▶ **Objectives**:
**A)** In the jhbuild bug thread, which file becomes corrupted when people manually run several jhbuild instances in parallel?
**B)** Condense the paragraph of the jhbuild bug thread that begins "While jhbuild supporting this natively" into a short bulleted list that keeps its main facts.
**C)** Reproduce word for word everything in the jhbuild bug thread from "Some further thoughts" down to "async queue instead).".

▶ **Text extract**:
GNOME Bugzilla – Bug 312910
support running builds in parallel
Last modified: 2021-05-17 15:48:53 UTC
So, given that SMP is getting bigger, and we've actually now had two offers to do tinderbox hosting on 8-way boxes, it would be sweet if jhbuild could parallelize, and launch builds for multiple modules at once. i.e., there are several modules that formally depend only on gtk (including the beast known as mozilla); it would be nice if they would all (or up to -j # of them) would launch their builds when gtk finishes building. Ditto for all of gtk's deps that don't formally have gtk deps, etc. [Am I making sense?]
This is somewhat related to bug 133567. The easiest way to do this would be by refactoring the system to use threads and async queues: * 1 manager thread, a number of worker threads * an async queue of "packages to build", one for "built packages" The manager thread would do the following: 1. from the set of all packages to build, push each package with no dependencies onto the "packages to build" async queue. 2. pop an item off the "built packages" queue and add it to the "built packages" set. Any packages to be built that now have their dependencies met are pushed onto the "packages to build" async queue. 3. go to step 2. The worker threads would do the following: 1. pop a package off the "packages to build" async queue. 2. build the package 3. if the package build succeeded, push it to the "built packages" async queue 4. go to step 1. There are a few things that would need to be worked out, including: * make everything terminate when everything has been built * handle packages that fail to build * not obvious how to handle output in the normal "jhbuild build" interactive mode. To handle async download/compile as requested in bug 133567, another thread would be introduced, which would go through the full package list, doing the downloads/updates, and then feeding packages to the manager thread.
Some further thoughts on how to handle parallel builds in the normal interactive "jhbuild build" mode: 1. Run all build commands such that their output is piped through jhbuild (already done by tinderbox, and for CVS checkouts). 2. Require worker threads to hold a mutex when printing the output to the screen. 3. Hold the mutex when showing the "error occurred" menu so other worker threads block. This would result in mixed output, but shouldn't be much more confusing than parallel make. Handling the index page for the tinderbox mode, the manager thread could be responsible for this when it reads a package from the "built packages" async queue (which should probably be a "build status" async queue instead).
Notes added here: http://live.gnome.org/JhbuildParallelBuild
I've been updating the jhbuild code to get rid of dependence on the chdir() call, since it can cause problems with multiple threads running at once. This should make it easier to implement some kind of concurrent build system like this. There is still a lot of work to do before something like this would be possible though.
While jhbuild supporting this natively by default would be awesome, we have a lot to do to go from here to there. However, people are currently "manually" running multiple instances of jhbuild in parallel, but this will currently corrupt the packagedb.xml file, which in turn will break 'jhbuild uninstall' and unlinking stale files on upgrade ( bug 654872 ). We should at least 1) lock the packagedb.xml file 2) Check the timestamp on it after locking, and if it's newer than what we have in memory, reread it
*** Bug 655114 has been marked as a duplicate of this bug. ***
Created attachment 192962 [details] [review] packagedb: Make "entries" into private member, add public get() method This will make it easier to change the internals later.

▶ **Dataset extract**:
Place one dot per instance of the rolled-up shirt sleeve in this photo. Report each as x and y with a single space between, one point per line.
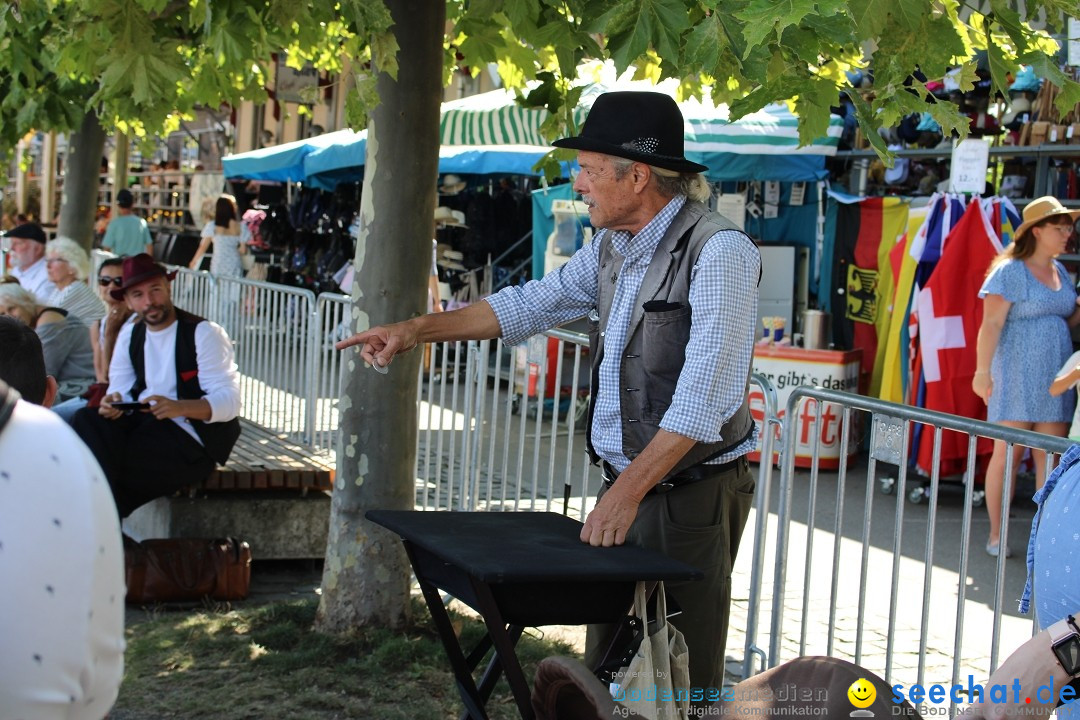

▶ **Solutions to the problems**:
**A)** The packagedb.xml file.

**B)**
- Native parallel build support in jhbuild would be welcome, but much work remains before it is possible.
- People already run multiple jhbuild instances in parallel by hand.
- Doing so corrupts packagedb.xml, which breaks 'jhbuild uninstall' and the unlinking of stale files on upgrade (bug 654872).
- Minimum fixes: lock packagedb.xml, then check its timestamp after locking and reread it if it is newer than the copy in memory.

**C)**
Some further thoughts on how to handle parallel builds in the normal interactive "jhbuild build" mode: 1. Run all build commands such that their output is piped through jhbuild (already done by tinderbox, and for CVS checkouts). 2. Require worker threads to hold a mutex when printing the output to the screen. 3. Hold the mutex when showing the "error occurred" menu so other worker threads block. This would result in mixed output, but shouldn't be much more confusing than parallel make. Handling the index page for the tinderbox mode, the manager thread could be responsible for this when it reads a package from the "built packages" async queue (which should probably be a "build status" async queue instead).